Source extract:
· · · · · · ·

- Human disease relevance
- Generate consistent theme or topic flow; divy up to people to present
- How do we engage the community? What tools do we develop? How will they work? Educational outreach?
- Display
- How do we display transcription regulatory networks (TRNs)?
- How do we display/capture pathways?
- Topics: Multiple genomes, Natural variants, Transcriptomics, TRNs, Community Annotation, Pathways, Human relevance, Drugs/molecules
January 17, 2013
Curation Status Form
- Expression data
- Daniela going through and validating negative papers
- No record of truly negative papers during Andrei's first pass
- ~2000 papers flagged positive for other_expr but not curated
- Papers up to year 2000 were carefully, manually scored for expression data
- We can present the form at SAB meeting
- Transgene, antibody, and disease are coming from Textpresso, not SVM; papers will be flagged through Curator First Pass tables
- Microarray datatype to be added to form
- GEO data with no reference? Ignore
- Need to add a "Positive but not curatable" pre-canned comment
SAB Meeting agenda
- Chris' will present flagging and curation pipeline overview
- Human relevance
- Diseases, disease ontology
- "Spontaneous" updates to DB/website? Mirrors?
- Processes and pathways
- Transcription Regulatory Networks
- Show Cytoscape view of regulatory interactions
- Show GBrowse with PWMs, for example
- Cytoscape cell lineage?
- BioTapestry
- Cytoscape network filters? (temporal, spatial, process)
- OICR and Hinxton will present first
- Kimberly can present on LEGO
- GO curation pipeline
- Future plans
- Community Annotation
- Meeting at Millikan boardroom
- SAB Monday night dinner @ Morgan Library
- Sunday meeting
- Discuss Cytoscape options with OICR team
Gene Disaese OA
- Ranjana and Juancarlos developed OA for gene/disease relationships
- Connections to Reactome via human genes
Cori Bargmann
- Giving talk this Tuesday 4pm
- She'll meet WormBase Wednesday morning ~9am-10:30am
Prioritization of Allele/Phenotype curation
- Lack of data
- Process-based curation
- Top priority: phenotypes for genes that have no existing data
- Consider throughput of data sets (large scale may be less reliable/granular)
Community Concise Descriptions
- Focus on C. briggsae and Brugia malayi
Dead genes
- Plan is to maintain record of original genes (dead or not) referred to by objects in Postgres (and other curation databases)
- At dump, genes will be recognized as dead and replaced where applicable
- ACEBD and website will display only updated genes but have a "Historical_gene" tag and a remark indicating original reference to a dead gene
January 24, 2013
SAB Meeting
- Curation pipeline
- Flagging methods
- SVM
- Author First Pass
- Curator First Pass
- Textpresso
- Curation progress over time
- Where are we? How much do we have to do? What's our rate?

· · · · · · ·

Work request A: Where do the meeting notes say the SAB Monday night dinner will be held?
Work request B: Echo everything in the meeting notes from "Community Concise Descriptions" down to "other curation databases)".

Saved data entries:
· · · · · · ·

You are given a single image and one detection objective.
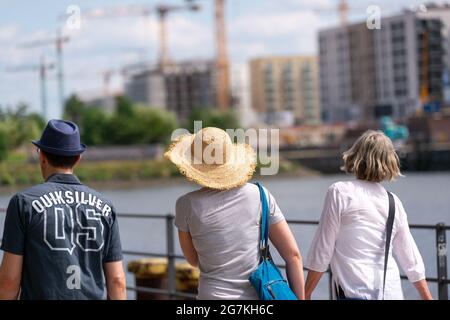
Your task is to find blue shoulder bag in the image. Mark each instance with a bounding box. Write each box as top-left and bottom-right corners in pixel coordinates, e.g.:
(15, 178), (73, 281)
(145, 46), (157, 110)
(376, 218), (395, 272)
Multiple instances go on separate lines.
(249, 182), (297, 300)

· · · · · · ·

Exercise response A: At the Morgan Library.

Exercise response B:
Community Concise Descriptions
- Focus on C. briggsae and Brugia malayi
Dead genes
- Plan is to maintain record of original genes (dead or not) referred to by objects in Postgres (and other curation databases)